# PASSAGE FOR REVIEW:
#####

Great Strides, Small Steps
It makes perfect sense that Blake Meyers runs marathons.
Training for a marathon is a lot like working in plant science: you have to be patient, take a dedicated approach, and get deep satisfaction from planning and preparedness. In both disciplines, it takes time to see results, and progress is made by building on what came before.
A Field on the Brink
When Blake entered the field in 1989, the foundation had been laid and the possibilities were wide open. Molecular biology was on the cusp of amazing things. The field of science that deals with the molecules necessary to sustain life’s most essential functions was on the brink of revolution.
At the time, genome sequencing didn’t yet exist. Within a few years, however, major discoveries and advancements ushered in a new age of genomics, with amazing implications for plant scientists and agriculture at large.
Researchers like Blake began work on some of the field’s most historically ambitious goals — goals like using plants to address global food security and improve the environment.
Right Place, Right Time
By the time Blake started graduate school, molecular biology was entering its most exciting period in history. Within a few years, scientists were figuring out ways to sequence entire genomes, an advance in understanding that has staggering implications for biology.
Shortly after he graduated, he had the opportunity to work on a team that had access to the most advanced DNA sequencing equipment in the field. For the first time, it was possible to detect small-RNA relatives of DNA on a large scale, transforming our understanding of DNA.
Today, that same technology helps researchers like Blake pinpoint the precise genes associated with certain traits that could put the future they envision within reach — a future with crops that can both feed the world and heal the planet.
Helping Breeders on the Front Lines
Today, Blake and his team focus on understanding plant genomes through the types of RNA they produce. Specifically, they specialize in plant sex. (Yes, you read that right.) Their goal is to enable the hybridization of entirely new crops by understanding the mechanisms underlying pollen development.
In the world of hybrid crops, corn is the model everyone tries to follow. Within 30 years of its introduction in the early 20th century, more than 90 percent of corn grown in the U.S. was hybrid. Today, nearly all of the maize planted in most parts of the world is hybrid.
The challenge of achieving hybrids, however, is that many crops self-pollinate. Blake and his team are looking for ways to prevent that, with an eye toward staple crops like corn, wheat, and soybeans.
If they’re successful, they could help breeders deliver solutions to farmers that would raise standards of living, reduce our dependence on water, protect the soil, and provide nutritious crops for communities around the world.

#####

# PROVIDED DATA:

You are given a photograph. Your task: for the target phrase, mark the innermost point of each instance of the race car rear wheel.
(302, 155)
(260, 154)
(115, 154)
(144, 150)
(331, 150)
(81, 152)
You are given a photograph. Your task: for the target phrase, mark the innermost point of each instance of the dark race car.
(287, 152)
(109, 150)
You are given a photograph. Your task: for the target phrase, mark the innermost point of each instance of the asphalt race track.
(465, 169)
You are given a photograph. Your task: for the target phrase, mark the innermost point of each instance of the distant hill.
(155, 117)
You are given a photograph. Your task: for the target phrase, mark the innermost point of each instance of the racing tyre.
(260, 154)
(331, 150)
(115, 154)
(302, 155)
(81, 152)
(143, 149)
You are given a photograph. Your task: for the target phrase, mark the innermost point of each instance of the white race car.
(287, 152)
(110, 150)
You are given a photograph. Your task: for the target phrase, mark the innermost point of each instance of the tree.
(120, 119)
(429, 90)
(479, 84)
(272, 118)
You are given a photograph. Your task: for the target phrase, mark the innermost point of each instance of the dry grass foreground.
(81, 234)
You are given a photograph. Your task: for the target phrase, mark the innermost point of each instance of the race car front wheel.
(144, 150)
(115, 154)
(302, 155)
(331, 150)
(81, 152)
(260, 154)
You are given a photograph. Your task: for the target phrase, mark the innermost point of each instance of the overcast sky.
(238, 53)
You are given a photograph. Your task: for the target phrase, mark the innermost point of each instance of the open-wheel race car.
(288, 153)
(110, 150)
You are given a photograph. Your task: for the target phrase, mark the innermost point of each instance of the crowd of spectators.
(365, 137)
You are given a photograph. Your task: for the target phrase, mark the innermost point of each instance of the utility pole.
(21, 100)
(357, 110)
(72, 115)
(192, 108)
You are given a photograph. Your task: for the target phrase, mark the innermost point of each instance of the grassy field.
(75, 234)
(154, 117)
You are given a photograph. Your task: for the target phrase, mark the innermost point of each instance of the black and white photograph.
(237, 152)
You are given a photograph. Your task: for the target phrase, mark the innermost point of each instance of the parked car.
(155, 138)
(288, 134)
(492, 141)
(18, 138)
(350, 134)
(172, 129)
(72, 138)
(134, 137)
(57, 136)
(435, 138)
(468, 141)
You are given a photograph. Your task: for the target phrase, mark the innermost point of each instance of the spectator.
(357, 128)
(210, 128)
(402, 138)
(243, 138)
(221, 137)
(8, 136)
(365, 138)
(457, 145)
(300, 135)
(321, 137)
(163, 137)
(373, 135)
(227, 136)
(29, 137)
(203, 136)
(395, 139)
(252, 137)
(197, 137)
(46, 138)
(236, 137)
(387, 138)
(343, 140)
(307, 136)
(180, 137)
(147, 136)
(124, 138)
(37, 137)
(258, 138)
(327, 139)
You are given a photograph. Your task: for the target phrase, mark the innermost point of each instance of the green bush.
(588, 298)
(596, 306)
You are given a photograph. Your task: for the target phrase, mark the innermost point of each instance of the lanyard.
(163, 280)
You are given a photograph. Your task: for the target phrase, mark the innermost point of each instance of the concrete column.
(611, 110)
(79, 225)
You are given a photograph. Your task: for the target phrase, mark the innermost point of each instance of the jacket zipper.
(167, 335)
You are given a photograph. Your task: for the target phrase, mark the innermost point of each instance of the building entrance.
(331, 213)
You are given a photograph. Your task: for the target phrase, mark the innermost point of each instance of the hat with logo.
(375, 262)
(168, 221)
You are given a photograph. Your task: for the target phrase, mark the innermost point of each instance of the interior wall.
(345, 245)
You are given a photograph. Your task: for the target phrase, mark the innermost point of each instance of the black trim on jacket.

#####

# YOUR TASKS:
1/ According to the profile of Blake Meyers, what share of corn grown in the U.S. was hybrid within 30 years of its introduction?
2/ Duplicate the part of the Blake Meyers profile that opens with the words containing "Today, that same" and closes with "world is hybrid.".

# SOLUTION LIST:
1/ More than 90 percent.

2/
Today, that same technology helps researchers like Blake pinpoint the precise genes associated with certain traits that could put the future they envision within reach — a future with crops that can both feed the world and heal the planet.
Helping Breeders on the Front Lines
Today, Blake and his team focus on understanding plant genomes through the types of RNA they produce. Specifically, they specialize in plant sex. (Yes, you read that right.) Their goal is to enable the hybridization of entirely new crops by understanding the mechanisms underlying pollen development.
In the world of hybrid crops, corn is the model everyone tries to follow. Within 30 years of its introduction in the early 20th century, more than 90 percent of corn grown in the U.S. was hybrid. Today, nearly all of the maize planted in most parts of the world is hybrid.